**Directive**
Can you rename "metal post" to "steel post" in the stretch of records from the line containing "written like <point>23,16</point>." through the line containing "Query: metal post", and give only those lines back with nothing else changed?

-=-=-

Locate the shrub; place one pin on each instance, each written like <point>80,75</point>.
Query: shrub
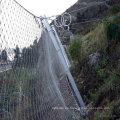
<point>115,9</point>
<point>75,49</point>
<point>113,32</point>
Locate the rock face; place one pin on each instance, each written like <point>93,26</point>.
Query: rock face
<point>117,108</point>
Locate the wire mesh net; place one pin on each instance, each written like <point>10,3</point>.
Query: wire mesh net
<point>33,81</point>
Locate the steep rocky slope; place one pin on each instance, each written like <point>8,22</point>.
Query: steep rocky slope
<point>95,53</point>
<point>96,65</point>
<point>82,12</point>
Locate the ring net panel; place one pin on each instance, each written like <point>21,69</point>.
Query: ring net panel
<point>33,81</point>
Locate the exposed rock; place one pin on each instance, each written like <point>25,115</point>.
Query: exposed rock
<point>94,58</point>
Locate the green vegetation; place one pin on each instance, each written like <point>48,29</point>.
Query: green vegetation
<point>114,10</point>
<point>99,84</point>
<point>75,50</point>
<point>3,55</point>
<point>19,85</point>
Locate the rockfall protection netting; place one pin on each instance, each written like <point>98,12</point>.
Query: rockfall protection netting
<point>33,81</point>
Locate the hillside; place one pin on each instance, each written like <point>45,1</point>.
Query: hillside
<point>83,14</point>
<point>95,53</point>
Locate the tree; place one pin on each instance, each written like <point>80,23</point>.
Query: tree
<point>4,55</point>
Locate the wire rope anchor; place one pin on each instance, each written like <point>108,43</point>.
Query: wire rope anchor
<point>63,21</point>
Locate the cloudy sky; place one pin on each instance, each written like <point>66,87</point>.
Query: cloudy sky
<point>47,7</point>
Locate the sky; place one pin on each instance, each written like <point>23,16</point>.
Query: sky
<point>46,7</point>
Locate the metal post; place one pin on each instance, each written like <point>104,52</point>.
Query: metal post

-=-=-

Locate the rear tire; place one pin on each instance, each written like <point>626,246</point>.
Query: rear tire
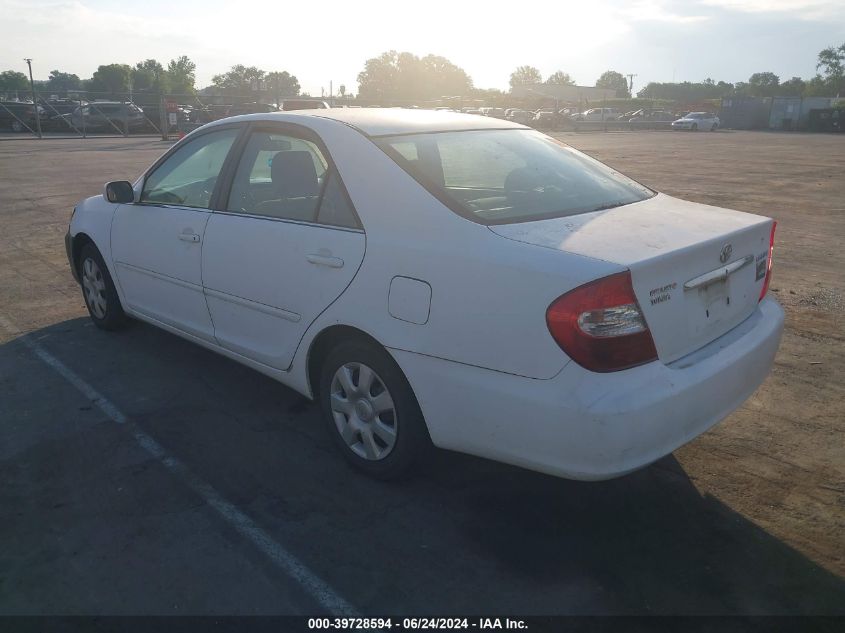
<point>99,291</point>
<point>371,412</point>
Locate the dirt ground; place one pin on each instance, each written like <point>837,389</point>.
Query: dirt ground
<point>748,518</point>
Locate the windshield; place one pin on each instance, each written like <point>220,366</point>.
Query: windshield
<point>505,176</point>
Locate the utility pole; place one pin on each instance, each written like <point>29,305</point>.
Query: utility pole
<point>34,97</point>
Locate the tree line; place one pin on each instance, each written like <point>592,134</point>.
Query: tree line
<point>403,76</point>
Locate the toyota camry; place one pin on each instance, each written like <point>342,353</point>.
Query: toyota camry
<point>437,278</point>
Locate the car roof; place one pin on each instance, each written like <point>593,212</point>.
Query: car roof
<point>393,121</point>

-=-=-

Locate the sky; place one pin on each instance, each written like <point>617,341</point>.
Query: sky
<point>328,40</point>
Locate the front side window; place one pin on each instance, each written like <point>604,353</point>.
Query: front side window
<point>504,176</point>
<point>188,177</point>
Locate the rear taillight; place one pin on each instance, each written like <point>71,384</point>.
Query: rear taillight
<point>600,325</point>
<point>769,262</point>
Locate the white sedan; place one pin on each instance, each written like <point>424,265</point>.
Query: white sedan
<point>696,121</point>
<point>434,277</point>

-=-=-

**Written answer**
Locate the sky; place one pin on each instance, each written like <point>23,16</point>.
Query: sky
<point>46,7</point>
Locate the steel post; place one pin on each instance, each written like <point>104,52</point>.
Query: steel post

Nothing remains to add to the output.